- Extract provided
[Start of Attachment]

Entry, descent, and landing technologies are critical to placing large payloads on other planets such as Mars. As a spacecraft enters an atmosphere of a planet such as Earth or Mars, collisions with the atmospheric atoms and molecules generate very high temperature in the leading edge of the entry vehicle.

To protect from the extreme heat, it is necessary to cover the vehicle with a thermal protection system, which consists of lightweight tiles that resist heat. Accurate modeling and simulation of atmospheric entry systems are critical and must continue to improve as part of the design and planning of these missions.


In conjunction, the new Advanced Computational Center for Entry System Simulation (ACCESS) Institute, announced recently by NASA, has provided $15 million in funding through a five-year multi-partner collaboration that includes The University of New Mexico to advance the analysis and design of NASA entry systems by developing a fully integrated, interdisciplinary simulation capability.

ACCESS will focus on thermal protection systems and develop game-changing capabilities through the use of high-fidelity, validated physics models. This advancement will be enabled by innovative numerical algorithms, high-performance computing, and uncertainty quantification methods, with the goal of enabling computational entry system reliability assessments. UNM’s part in this work is to help NASA understand the fundamental chemical processes involved.

“The idea is to design the next generation of materials to protect spacecraft traveling to Mars and on the other end, back to earth,” said Hua Guo, UNM Distinguished Professor of Chemistry and Chemical Biology. “These are called thermal protection systems and very little is known about the associated chemistry. The question is can we actually design these things computationally that will save a lot of money and maybe learn things that are more fundamental than what tests can tell us.

“As part of the work, we’ll conduct quantum chemical and reaction dynamics calculations to figure out what kind of reactions is going to take place and what products are going to come out, as high-speed oxygen and nitrogen atoms hitting the surface of the thermal protection systems. The ablation process needs to be understood in order to improve and to design next-generation thermal protection systems. That's what we're trying to do.”

[End of Attachment]

- Problems to solve
(A) Write out the portion of the article on thermal protection systems starting at "In conjunction, the" and ending at "interdisciplinary simulation capability.".
(B) In the article on thermal protection systems, how much funding has the ACCESS Institute provided?
(C) Write what comes next in the article on thermal protection systems, picking up after its final sentence.

- Exercise data
[Start of Attachment]

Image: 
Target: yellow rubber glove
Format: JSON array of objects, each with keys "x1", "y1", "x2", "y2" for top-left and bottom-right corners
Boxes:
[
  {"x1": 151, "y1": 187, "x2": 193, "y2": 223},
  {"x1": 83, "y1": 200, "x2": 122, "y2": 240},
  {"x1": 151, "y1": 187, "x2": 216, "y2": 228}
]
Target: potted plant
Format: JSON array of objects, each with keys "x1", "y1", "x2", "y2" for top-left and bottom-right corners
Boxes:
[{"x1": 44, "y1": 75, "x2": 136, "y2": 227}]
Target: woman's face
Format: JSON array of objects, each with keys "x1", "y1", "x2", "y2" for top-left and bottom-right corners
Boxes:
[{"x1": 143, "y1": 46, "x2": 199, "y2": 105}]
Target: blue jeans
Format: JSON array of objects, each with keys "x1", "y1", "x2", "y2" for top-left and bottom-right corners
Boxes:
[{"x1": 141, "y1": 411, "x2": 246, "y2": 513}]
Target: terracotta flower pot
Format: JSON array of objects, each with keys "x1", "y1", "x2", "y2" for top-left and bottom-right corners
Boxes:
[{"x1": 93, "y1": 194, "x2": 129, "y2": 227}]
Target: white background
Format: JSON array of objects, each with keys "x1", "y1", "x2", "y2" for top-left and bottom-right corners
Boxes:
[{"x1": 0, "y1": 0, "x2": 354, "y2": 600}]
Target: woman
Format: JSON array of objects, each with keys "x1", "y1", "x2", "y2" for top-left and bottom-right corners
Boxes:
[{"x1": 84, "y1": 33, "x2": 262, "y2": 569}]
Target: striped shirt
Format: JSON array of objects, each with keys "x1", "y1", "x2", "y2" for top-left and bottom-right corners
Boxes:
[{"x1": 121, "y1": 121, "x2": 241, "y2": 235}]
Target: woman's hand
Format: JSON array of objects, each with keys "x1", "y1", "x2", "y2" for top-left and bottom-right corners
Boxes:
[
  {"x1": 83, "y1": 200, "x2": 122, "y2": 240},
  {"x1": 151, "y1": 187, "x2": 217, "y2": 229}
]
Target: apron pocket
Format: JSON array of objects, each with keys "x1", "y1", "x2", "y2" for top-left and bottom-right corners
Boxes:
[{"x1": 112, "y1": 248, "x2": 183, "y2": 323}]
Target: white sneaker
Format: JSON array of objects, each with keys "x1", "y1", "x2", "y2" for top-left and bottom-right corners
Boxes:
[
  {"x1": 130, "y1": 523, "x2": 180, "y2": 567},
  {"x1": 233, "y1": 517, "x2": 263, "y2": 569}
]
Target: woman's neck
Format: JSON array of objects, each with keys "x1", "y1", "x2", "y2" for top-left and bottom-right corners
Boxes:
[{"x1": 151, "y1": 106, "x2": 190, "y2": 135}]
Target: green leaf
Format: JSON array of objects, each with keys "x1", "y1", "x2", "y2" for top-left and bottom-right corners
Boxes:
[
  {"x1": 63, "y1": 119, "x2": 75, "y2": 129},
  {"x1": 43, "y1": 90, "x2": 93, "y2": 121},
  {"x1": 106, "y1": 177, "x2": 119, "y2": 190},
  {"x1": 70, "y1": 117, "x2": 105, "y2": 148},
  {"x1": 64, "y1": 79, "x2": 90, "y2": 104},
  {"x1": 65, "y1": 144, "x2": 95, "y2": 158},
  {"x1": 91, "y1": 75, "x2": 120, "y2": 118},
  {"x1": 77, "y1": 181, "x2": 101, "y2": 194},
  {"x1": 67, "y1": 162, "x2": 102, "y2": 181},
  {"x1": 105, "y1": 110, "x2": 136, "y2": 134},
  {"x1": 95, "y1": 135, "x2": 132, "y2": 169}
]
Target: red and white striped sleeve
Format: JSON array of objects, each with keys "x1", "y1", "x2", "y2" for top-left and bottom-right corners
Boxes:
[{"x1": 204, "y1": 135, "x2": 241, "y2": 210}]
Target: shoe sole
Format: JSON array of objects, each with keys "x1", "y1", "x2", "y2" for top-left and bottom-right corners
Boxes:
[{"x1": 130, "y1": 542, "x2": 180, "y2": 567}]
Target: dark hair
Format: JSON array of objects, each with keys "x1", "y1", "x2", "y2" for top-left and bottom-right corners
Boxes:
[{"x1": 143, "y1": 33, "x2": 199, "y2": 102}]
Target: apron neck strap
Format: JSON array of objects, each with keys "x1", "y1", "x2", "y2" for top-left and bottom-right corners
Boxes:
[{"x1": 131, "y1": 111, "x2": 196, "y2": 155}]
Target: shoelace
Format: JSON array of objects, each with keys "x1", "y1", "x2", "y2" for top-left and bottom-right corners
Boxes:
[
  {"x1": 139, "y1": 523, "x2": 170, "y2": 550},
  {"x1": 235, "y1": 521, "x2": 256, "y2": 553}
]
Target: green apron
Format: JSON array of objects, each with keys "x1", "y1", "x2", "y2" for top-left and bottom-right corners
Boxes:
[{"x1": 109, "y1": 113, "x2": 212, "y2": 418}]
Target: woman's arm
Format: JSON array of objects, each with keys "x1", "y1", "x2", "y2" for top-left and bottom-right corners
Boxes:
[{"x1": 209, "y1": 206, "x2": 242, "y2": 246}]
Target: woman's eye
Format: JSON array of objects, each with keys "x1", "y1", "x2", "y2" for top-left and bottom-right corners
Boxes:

[End of Attachment]
[Start of Attachment]

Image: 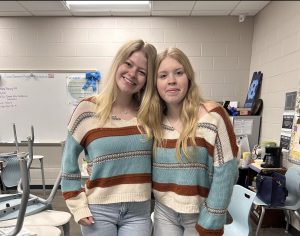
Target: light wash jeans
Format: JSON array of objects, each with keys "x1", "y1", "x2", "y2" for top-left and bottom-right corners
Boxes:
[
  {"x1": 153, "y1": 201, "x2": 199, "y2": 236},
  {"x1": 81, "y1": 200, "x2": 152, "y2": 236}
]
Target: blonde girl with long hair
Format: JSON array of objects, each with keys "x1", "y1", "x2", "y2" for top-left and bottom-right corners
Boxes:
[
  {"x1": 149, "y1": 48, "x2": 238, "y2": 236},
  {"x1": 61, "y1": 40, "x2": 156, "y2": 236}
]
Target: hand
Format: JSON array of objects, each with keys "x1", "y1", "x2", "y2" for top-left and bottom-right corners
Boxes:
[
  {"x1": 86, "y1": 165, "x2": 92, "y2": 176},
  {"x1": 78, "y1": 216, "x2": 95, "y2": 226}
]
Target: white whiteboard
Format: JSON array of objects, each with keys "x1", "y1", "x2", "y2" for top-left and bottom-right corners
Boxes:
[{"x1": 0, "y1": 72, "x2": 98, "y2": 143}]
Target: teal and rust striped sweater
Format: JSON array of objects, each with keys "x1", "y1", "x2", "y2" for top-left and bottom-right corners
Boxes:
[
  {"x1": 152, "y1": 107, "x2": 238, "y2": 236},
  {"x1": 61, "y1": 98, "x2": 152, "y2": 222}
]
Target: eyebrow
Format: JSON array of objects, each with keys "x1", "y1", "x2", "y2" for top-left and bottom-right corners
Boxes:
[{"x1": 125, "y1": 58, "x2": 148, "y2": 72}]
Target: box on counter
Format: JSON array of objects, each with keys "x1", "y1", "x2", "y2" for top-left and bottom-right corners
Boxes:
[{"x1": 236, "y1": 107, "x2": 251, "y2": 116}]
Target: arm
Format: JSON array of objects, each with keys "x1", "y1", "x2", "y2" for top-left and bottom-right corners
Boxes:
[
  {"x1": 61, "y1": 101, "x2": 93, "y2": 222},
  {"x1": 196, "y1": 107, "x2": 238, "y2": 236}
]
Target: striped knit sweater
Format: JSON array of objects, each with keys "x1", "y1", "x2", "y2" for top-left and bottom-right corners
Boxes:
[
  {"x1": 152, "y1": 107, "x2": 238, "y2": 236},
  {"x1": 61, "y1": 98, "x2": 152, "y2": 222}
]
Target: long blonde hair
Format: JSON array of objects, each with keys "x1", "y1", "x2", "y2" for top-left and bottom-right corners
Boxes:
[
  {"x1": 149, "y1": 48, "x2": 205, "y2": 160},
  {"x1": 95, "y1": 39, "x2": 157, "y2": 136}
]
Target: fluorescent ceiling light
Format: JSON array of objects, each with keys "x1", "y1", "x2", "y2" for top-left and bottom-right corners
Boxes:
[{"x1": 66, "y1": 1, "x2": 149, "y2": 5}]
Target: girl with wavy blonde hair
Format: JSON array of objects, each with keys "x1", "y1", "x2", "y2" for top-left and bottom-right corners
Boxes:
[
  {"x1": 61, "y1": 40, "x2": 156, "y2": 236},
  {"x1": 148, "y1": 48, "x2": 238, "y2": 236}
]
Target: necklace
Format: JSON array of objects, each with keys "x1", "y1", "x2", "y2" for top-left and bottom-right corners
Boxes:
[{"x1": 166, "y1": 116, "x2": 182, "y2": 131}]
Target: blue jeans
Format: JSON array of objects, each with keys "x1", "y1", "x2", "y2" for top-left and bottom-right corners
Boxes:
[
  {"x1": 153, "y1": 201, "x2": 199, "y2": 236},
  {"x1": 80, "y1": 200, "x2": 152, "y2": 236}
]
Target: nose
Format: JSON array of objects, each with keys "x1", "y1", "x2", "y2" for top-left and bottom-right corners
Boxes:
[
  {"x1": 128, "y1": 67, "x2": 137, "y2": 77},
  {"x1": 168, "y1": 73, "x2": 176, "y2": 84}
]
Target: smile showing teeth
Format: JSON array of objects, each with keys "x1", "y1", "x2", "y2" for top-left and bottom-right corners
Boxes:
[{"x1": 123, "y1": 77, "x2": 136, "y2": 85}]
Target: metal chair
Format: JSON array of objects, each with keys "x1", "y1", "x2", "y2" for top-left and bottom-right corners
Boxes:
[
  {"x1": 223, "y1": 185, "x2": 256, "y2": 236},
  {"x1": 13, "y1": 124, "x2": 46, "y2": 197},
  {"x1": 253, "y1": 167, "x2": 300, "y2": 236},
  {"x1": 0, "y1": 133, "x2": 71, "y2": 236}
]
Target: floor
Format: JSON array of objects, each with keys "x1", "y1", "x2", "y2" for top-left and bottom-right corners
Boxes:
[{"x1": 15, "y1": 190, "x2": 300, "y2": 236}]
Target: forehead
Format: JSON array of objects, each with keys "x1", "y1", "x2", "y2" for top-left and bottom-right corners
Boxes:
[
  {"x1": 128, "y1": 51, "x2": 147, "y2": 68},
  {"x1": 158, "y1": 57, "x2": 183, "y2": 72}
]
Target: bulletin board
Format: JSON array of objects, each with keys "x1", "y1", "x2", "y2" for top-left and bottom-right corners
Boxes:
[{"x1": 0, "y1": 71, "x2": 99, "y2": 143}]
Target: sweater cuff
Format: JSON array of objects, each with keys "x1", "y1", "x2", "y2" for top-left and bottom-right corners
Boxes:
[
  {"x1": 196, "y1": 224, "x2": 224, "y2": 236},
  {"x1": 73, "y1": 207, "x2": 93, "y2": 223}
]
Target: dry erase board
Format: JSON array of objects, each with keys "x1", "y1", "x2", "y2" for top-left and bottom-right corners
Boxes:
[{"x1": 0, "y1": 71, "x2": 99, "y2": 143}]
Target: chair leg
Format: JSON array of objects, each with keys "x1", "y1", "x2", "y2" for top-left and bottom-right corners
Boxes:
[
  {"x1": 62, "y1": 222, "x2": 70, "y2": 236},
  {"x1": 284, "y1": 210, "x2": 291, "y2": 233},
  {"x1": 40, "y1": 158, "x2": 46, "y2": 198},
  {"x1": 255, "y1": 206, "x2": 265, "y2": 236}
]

[End of Attachment]

- Answers for each item
(A)
In conjunction, the new Advanced Computational Center for Entry System Simulation (ACCESS) Institute, announced recently by NASA, has provided $15 million in funding through a five-year multi-partner collaboration that includes The University of New Mexico to advance the analysis and design of NASA entry systems by developing a fully integrated, interdisciplinary simulation capability.

(B) $15 million.

(C)
Iain Boyd of the University of Colorado Boulder will serve as the principal investigator and lead the ACCESS team. Other partners in the new institute are the University of Illinois at Urbana-Champaign, the University of Minnesota Twin Cities, the University of Kentucky in Lexington, and several international collaborators from England, Italy and Portugal.

To ensure safety, NASA has incredibly demanding entry system reliability requirements that cannot be fully met with today's approaches, Boyd said. Meeting those goals will require interdisciplinary work in the fields of aerospace engineering, chemistry, radiation, materials, structures and reliability, all within a single, comprehensive computational framework.

"We are thrilled to have this opportunity to work in partnership with colleagues across the country on the incredibly challenging and important problem of hypersonic entry system analysis for NASA," Boyd said. 

“We're in the age of space exploration and not only is NASA doing all these kinds of exploratory studies, but there are also many commercial people who are doing these studies also. I think we're going to take advantage of space and the last frontier, and chemistry is playing a big role in all these processes and adventures. I think UNM is chosen as a partner in these projects because we have the capacity and the reputation to help them to understand the chemistry,” added Guo.

** NASA and CU Boulder contributed to this story.